| 任务说明 1 |
报告清单中含有字符串“marker”的每一行,区分大小写。

深入理解 Android 之 LeakCanary 源码解析

Android中的内存泄漏问题是性能优化的大头,不少开发者也为如何有效的检测出内存泄漏煞费苦心。今天来分析一下LeakCanary的原理,它的基本的使用看其官网介绍即可,非常简单、易上手。同时在了解了本篇文章之后,熟悉了Leakcanary的基本工作原理以及代码结构,强烈推荐去了解一些Blockcanary的用处以及工作原理。对理解整个Android系统的消息机制工作过程,非常有好处。

原理概览

LeakCanary的原理非常简单。正常情况下一个Activity在执行Destroy之后就要销毁,LeakCanary做的就是在一个Activity Destroy之后将它放在一个WeakReference中,然后将这个WeakReference关联到一个ReferenceQueue,查看ReferenceQueue是否存在Activity的引用,如果不在这个队列中,执行一些GC清洗操作,再次查看。如果不存在则证明该Activity泄漏了,之后Dump出heap信息,并用haha这个开源库去分析泄漏路径。

源码结构

  1. leakcanary-watcher: 这是一个通用的内存检测器,对外提供一个 RefWatcher#watch(Object watchedReference),它不仅能够检测Activity,还能监测任意常规的 Java Object 的泄漏情况。

| 所给数据 |
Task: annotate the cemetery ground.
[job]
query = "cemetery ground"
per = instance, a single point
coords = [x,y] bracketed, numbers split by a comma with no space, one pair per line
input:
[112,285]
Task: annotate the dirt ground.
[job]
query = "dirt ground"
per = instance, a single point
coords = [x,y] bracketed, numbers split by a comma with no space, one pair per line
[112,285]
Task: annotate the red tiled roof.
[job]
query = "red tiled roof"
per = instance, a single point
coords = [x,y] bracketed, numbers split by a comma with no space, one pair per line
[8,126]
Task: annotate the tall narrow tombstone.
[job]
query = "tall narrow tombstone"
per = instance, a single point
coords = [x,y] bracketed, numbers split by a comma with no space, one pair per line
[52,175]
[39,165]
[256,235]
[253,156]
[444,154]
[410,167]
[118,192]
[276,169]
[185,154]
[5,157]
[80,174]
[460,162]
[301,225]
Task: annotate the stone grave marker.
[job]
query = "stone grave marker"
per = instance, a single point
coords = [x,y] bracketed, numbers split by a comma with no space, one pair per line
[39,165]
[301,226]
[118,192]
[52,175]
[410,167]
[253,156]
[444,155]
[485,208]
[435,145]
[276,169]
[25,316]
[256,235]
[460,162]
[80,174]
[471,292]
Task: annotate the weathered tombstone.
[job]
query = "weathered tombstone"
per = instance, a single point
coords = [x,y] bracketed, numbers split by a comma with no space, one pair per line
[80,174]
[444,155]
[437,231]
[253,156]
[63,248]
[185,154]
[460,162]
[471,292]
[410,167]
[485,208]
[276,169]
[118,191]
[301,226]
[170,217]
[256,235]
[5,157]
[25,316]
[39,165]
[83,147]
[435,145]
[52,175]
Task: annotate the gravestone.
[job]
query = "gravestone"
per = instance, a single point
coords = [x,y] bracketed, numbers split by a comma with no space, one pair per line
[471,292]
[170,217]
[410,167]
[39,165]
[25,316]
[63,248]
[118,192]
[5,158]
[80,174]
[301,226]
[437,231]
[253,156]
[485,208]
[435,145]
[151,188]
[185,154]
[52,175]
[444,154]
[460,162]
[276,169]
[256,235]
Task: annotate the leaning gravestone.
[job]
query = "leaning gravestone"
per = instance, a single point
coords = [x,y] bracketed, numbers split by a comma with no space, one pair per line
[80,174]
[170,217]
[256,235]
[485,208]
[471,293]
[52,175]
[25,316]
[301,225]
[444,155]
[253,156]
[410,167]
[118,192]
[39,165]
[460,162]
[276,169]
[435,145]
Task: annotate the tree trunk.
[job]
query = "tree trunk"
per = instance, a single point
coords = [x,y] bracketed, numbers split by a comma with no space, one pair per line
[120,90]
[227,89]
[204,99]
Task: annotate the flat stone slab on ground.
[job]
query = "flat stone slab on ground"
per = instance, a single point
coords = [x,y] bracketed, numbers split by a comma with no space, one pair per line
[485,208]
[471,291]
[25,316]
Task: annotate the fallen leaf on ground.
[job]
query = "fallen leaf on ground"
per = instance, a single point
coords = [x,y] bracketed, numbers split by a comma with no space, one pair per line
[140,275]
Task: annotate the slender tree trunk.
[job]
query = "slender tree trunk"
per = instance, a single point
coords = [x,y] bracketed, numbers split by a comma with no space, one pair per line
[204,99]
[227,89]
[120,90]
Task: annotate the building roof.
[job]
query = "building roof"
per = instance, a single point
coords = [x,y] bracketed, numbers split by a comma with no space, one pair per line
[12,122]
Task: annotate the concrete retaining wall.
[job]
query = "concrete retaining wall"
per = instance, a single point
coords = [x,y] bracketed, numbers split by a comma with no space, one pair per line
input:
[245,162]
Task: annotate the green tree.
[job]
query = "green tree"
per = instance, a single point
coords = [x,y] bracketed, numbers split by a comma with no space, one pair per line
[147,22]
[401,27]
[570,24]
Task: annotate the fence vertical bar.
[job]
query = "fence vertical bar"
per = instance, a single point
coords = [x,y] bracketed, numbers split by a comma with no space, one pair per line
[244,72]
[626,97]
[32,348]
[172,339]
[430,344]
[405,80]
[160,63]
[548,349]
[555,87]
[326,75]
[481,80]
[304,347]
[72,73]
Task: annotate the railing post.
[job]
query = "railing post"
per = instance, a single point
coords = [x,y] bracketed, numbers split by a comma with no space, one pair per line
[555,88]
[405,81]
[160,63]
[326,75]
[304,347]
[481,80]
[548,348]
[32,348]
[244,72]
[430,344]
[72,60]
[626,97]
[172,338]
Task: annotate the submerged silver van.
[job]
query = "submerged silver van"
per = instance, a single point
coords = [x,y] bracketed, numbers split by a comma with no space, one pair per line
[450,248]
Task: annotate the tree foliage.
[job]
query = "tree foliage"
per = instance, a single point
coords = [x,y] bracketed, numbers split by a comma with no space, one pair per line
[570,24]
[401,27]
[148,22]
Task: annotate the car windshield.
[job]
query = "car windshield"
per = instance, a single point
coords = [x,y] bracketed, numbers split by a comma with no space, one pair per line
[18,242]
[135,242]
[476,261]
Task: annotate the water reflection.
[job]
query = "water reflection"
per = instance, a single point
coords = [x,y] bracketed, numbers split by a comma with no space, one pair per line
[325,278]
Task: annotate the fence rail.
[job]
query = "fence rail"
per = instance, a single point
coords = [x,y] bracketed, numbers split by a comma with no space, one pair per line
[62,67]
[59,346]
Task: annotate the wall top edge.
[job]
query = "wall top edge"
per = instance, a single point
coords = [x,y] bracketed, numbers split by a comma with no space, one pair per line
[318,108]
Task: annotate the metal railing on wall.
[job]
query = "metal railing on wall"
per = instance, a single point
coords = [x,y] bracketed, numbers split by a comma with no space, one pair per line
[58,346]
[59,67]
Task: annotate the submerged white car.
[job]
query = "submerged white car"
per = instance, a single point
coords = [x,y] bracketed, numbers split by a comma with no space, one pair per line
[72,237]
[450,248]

| 任务说明 2 |
判断下列三个说法是否符合上面的 LeakCanary 源码解析。每项答“是”或“否”，并原样引用文中起决定作用的字句。(a) LeakCanary 会在 Activity Destroy 之后把它放进一个 WeakReference。(b) LeakCanary 用 Blockcanary 分析泄漏路径。(c) leakcanary-watcher 只能检测 Activity 的泄漏。

| 正确答案 1 |
Task: annotate the stone grave marker.
query = "stone grave marker"

| 正确答案 2 |
(a) 是：“在一个Activity Destroy之后将它放在一个WeakReference中”
(b) 否：“并用haha这个开源库去分析泄漏路径”
(c) 否：“它不仅能够检测Activity,还能监测任意常规的 Java Object 的泄漏情况”